***** Given information

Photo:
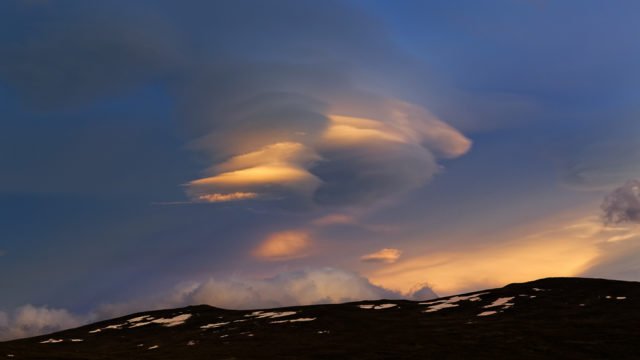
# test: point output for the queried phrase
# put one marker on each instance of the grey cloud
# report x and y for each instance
(622, 205)
(237, 98)
(306, 287)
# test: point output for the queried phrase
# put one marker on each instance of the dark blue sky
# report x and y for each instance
(150, 147)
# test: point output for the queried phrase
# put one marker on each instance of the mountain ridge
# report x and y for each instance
(563, 318)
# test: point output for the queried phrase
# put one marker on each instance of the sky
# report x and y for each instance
(249, 154)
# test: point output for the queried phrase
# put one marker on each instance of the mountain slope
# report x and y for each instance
(555, 318)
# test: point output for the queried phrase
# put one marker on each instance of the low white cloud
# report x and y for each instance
(29, 320)
(305, 287)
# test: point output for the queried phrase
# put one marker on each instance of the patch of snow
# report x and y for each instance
(500, 302)
(385, 306)
(487, 313)
(213, 326)
(140, 318)
(51, 341)
(438, 307)
(377, 307)
(271, 314)
(174, 321)
(292, 320)
(114, 327)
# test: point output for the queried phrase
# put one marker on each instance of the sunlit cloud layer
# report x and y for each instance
(346, 161)
(284, 245)
(567, 249)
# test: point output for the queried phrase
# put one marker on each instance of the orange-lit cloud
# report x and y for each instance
(284, 245)
(386, 255)
(277, 167)
(567, 250)
(227, 197)
(349, 160)
(334, 219)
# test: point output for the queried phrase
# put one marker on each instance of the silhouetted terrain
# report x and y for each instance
(555, 318)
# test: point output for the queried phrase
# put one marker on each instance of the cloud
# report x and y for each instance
(334, 219)
(564, 248)
(304, 287)
(296, 121)
(284, 245)
(316, 286)
(622, 205)
(29, 320)
(386, 255)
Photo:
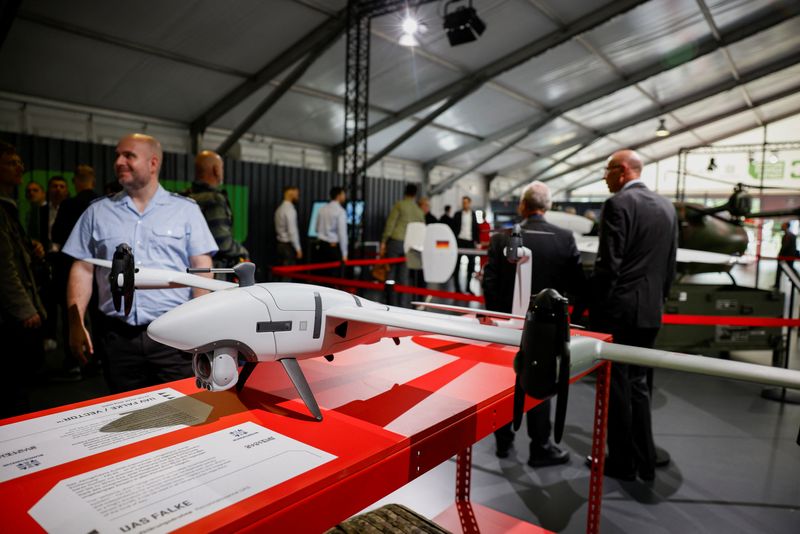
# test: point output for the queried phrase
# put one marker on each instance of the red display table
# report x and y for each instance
(390, 414)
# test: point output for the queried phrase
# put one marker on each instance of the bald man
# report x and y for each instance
(164, 230)
(632, 276)
(205, 190)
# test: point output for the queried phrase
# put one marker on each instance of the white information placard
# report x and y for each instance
(166, 489)
(30, 446)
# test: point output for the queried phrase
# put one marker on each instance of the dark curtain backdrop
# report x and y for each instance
(259, 185)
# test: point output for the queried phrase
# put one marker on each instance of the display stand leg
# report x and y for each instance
(598, 448)
(469, 524)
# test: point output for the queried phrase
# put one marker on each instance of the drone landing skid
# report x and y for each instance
(247, 370)
(297, 377)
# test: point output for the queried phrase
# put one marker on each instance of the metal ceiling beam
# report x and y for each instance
(693, 98)
(709, 18)
(763, 20)
(8, 10)
(272, 98)
(60, 25)
(445, 184)
(475, 80)
(324, 34)
(411, 131)
(699, 124)
(726, 135)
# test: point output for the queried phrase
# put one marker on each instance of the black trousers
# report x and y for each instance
(463, 243)
(539, 428)
(23, 354)
(133, 360)
(630, 428)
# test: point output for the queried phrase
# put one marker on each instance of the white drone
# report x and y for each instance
(288, 322)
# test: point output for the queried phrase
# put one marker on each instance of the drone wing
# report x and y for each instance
(590, 245)
(471, 311)
(145, 278)
(430, 323)
(586, 350)
(761, 374)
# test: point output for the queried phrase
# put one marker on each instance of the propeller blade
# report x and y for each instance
(561, 312)
(122, 267)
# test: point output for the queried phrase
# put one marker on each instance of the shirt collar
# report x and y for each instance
(631, 183)
(161, 197)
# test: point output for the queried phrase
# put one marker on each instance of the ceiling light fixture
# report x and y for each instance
(662, 131)
(463, 25)
(411, 27)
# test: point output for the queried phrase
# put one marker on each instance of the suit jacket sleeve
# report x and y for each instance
(613, 241)
(576, 279)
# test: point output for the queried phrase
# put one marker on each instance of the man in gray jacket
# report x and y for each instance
(21, 311)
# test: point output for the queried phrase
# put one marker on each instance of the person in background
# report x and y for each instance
(68, 214)
(447, 219)
(163, 229)
(425, 206)
(49, 290)
(556, 264)
(331, 244)
(465, 226)
(287, 232)
(36, 197)
(394, 233)
(595, 230)
(788, 249)
(206, 190)
(21, 310)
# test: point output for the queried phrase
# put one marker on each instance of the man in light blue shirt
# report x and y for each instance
(165, 231)
(332, 229)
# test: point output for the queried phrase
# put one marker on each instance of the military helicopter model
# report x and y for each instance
(704, 228)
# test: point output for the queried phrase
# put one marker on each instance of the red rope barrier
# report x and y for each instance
(285, 269)
(782, 258)
(734, 320)
(330, 280)
(438, 293)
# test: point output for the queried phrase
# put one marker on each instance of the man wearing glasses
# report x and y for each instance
(633, 272)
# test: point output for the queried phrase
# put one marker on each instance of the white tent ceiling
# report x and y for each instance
(709, 67)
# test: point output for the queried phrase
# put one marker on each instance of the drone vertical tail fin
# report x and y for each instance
(297, 377)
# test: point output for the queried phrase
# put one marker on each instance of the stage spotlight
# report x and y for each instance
(661, 131)
(411, 27)
(462, 24)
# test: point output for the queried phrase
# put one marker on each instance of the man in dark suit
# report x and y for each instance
(633, 272)
(556, 264)
(465, 226)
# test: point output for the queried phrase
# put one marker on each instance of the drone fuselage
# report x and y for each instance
(266, 322)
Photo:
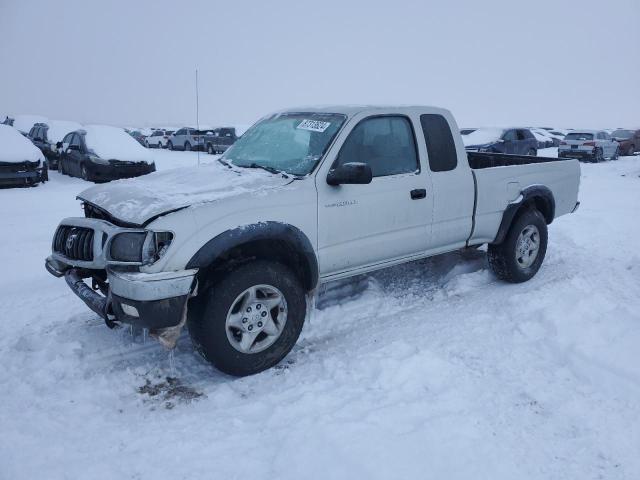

**********

[What you will do] Count the lines that contain the word "mountain" and give only that number.

[Solution for this exercise] 2